- **Exercise objective**:
Please give, exactly as they appear below, the line with "box the bare" and every line after it through the final one, and nothing else.
————————
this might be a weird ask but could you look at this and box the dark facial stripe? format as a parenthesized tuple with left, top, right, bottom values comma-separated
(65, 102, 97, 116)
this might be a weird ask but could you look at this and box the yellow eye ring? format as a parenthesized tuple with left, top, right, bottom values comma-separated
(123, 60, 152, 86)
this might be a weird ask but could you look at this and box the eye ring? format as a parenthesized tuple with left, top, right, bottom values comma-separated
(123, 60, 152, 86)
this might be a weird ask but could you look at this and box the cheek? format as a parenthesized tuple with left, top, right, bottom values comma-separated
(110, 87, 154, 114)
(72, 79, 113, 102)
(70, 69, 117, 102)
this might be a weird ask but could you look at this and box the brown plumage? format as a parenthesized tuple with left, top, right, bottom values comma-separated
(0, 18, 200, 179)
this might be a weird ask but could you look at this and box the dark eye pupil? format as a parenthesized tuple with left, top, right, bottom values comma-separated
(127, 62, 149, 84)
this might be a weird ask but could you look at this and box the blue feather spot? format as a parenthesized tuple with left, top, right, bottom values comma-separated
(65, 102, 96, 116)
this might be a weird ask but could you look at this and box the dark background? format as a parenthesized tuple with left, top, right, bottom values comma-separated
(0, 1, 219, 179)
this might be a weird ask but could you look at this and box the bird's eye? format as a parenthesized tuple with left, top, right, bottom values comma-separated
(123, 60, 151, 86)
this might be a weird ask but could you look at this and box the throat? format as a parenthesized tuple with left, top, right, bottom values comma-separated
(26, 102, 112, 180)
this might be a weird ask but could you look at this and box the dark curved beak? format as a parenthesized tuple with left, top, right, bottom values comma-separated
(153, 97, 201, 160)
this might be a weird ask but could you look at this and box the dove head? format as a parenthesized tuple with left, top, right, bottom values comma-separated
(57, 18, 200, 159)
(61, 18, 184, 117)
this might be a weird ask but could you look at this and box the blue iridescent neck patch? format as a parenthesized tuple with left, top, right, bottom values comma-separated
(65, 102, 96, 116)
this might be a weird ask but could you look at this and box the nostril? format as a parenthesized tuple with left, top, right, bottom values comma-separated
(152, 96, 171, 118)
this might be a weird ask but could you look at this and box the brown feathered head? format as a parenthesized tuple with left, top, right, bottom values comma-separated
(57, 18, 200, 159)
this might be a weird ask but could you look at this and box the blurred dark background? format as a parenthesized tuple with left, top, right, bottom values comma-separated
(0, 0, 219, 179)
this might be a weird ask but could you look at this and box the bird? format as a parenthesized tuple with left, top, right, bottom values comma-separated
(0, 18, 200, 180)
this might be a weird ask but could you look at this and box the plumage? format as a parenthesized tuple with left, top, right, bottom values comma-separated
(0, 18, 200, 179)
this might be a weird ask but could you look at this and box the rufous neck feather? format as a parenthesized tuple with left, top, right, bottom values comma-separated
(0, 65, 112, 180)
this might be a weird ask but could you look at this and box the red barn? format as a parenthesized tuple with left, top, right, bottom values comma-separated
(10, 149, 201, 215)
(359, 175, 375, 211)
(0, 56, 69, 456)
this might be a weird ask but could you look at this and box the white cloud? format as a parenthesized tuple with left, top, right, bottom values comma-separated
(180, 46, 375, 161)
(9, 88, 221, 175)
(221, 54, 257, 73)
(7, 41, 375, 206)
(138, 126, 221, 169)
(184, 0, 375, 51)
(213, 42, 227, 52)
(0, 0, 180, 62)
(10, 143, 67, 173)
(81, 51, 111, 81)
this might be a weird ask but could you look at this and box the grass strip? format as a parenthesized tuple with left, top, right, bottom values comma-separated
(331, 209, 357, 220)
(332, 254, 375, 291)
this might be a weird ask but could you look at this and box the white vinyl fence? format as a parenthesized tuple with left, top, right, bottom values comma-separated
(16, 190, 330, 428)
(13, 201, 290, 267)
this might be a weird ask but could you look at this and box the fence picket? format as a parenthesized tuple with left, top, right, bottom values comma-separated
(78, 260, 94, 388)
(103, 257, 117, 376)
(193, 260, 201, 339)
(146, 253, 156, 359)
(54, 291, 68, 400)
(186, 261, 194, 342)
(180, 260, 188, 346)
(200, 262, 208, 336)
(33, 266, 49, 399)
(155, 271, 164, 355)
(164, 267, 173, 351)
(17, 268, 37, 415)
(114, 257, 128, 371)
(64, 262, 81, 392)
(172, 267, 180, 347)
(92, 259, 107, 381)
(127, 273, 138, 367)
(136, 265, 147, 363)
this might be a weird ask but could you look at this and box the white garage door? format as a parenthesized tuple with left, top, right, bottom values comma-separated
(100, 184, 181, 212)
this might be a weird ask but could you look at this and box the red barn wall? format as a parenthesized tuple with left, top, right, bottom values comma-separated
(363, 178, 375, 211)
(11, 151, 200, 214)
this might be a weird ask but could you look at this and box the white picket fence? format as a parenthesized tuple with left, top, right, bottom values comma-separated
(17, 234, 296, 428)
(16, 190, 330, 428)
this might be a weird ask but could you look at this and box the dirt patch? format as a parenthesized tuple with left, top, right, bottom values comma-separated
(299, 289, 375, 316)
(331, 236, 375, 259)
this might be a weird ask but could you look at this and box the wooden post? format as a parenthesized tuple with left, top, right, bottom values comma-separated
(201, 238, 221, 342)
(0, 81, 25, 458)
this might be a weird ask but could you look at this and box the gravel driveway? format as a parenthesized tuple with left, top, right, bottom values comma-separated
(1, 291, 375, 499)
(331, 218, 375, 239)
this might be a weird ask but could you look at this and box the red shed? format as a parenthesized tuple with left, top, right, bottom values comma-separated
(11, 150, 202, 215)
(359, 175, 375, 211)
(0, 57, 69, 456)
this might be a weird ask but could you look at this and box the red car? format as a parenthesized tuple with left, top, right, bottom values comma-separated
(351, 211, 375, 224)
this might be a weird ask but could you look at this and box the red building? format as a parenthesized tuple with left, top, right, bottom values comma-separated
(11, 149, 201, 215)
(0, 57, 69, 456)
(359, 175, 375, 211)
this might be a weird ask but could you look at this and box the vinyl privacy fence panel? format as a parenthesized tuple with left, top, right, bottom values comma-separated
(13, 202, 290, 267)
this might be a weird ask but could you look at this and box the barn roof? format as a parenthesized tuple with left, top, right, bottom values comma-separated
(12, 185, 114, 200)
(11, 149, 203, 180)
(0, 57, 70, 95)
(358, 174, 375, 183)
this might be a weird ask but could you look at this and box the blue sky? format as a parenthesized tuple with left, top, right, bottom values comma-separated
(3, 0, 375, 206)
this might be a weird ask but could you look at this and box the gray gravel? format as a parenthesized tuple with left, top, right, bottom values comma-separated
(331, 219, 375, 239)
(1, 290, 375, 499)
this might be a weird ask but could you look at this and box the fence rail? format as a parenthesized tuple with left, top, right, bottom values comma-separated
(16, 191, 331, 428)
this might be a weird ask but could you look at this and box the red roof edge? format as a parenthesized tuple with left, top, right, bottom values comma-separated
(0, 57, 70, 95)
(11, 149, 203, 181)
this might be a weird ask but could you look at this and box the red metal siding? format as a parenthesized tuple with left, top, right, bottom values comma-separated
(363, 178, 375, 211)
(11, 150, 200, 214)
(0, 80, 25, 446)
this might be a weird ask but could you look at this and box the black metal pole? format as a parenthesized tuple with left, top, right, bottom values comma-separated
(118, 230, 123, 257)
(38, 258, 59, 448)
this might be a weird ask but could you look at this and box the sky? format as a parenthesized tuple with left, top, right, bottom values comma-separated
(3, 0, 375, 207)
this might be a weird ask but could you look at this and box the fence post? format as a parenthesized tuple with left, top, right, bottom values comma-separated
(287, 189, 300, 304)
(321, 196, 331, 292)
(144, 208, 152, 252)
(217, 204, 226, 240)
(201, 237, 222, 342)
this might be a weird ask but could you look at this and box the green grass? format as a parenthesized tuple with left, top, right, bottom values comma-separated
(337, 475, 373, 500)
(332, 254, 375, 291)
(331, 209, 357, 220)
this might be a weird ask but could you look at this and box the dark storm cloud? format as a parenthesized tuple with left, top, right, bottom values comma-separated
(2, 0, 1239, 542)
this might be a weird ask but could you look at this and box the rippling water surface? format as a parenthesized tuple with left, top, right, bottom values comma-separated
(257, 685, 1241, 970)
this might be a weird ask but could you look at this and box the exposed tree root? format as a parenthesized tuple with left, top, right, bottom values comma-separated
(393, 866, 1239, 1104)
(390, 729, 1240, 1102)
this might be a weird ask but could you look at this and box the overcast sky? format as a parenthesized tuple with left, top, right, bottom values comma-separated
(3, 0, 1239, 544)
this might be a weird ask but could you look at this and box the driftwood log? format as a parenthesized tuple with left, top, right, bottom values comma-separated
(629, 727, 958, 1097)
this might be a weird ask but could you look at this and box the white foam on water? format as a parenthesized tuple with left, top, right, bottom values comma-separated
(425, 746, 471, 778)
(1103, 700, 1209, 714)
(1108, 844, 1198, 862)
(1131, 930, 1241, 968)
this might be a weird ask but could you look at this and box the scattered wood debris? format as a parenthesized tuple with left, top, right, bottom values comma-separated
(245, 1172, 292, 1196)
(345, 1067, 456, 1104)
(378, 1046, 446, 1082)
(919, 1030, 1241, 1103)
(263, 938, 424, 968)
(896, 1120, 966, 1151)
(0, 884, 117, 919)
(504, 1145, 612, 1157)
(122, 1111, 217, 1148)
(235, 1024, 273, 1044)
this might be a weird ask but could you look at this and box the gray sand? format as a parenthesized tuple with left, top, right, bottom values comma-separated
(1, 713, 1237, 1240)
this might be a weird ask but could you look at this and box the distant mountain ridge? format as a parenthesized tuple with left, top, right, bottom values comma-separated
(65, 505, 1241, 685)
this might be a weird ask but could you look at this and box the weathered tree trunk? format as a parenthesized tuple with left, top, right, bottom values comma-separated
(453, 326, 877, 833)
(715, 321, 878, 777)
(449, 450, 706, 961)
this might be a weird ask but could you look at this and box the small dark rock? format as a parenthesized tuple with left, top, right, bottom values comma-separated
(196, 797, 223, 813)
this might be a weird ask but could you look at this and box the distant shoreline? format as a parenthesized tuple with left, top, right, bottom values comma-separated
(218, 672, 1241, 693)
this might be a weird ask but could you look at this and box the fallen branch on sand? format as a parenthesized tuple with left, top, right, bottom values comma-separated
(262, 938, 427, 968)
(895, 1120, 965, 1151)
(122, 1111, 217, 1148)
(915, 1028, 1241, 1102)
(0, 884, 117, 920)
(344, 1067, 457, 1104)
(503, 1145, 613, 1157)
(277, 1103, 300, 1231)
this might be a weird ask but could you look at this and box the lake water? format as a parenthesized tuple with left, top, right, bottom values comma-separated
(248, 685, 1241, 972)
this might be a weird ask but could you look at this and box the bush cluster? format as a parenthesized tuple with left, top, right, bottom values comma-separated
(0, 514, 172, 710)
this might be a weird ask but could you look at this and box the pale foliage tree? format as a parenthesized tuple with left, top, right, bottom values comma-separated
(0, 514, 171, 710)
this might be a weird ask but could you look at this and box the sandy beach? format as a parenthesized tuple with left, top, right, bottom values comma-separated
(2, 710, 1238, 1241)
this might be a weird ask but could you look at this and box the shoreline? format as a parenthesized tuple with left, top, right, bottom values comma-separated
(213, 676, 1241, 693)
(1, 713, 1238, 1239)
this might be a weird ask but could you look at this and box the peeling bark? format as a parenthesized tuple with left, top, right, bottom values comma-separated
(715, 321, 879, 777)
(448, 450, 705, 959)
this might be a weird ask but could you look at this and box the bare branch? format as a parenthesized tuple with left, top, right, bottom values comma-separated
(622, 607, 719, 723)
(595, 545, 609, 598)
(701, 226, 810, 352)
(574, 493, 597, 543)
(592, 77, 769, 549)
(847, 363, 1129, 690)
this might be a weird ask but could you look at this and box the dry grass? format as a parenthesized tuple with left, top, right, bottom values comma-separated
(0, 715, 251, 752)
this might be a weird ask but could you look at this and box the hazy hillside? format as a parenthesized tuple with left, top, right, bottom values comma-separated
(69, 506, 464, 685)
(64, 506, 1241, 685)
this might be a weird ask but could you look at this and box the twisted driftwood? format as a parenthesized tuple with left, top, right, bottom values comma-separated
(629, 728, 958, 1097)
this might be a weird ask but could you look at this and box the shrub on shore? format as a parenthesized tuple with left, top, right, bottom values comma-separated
————————
- **Reply to the exercise**:
this might be a weird ask but could you look at this and box the bare branch? format as a parenthesized tuple with left, top, right, bottom values comma-separated
(622, 607, 719, 723)
(595, 545, 609, 598)
(701, 226, 810, 352)
(574, 493, 597, 543)
(592, 77, 769, 549)
(847, 363, 1129, 690)
this might be a weird ask but could you look at this and box the dry grass? format as a parenthesized tuple with left, top, right, bottom values comma-separated
(0, 715, 251, 752)
this might be a weird ask but could you look at this and box the hazy hillside? format as a parenthesized tuple with left, top, right, bottom values comma-separated
(69, 506, 464, 685)
(64, 506, 1241, 685)
this might be a weird ask but could you look at this and box the twisted driftwood? format as a parenthesized tuple with left, top, right, bottom values comma-separated
(629, 728, 958, 1097)
this might be a weird ask but could you look at this and box the shrub on shore? format as a parenthesized tuple with left, top, right, bottom values comma-separated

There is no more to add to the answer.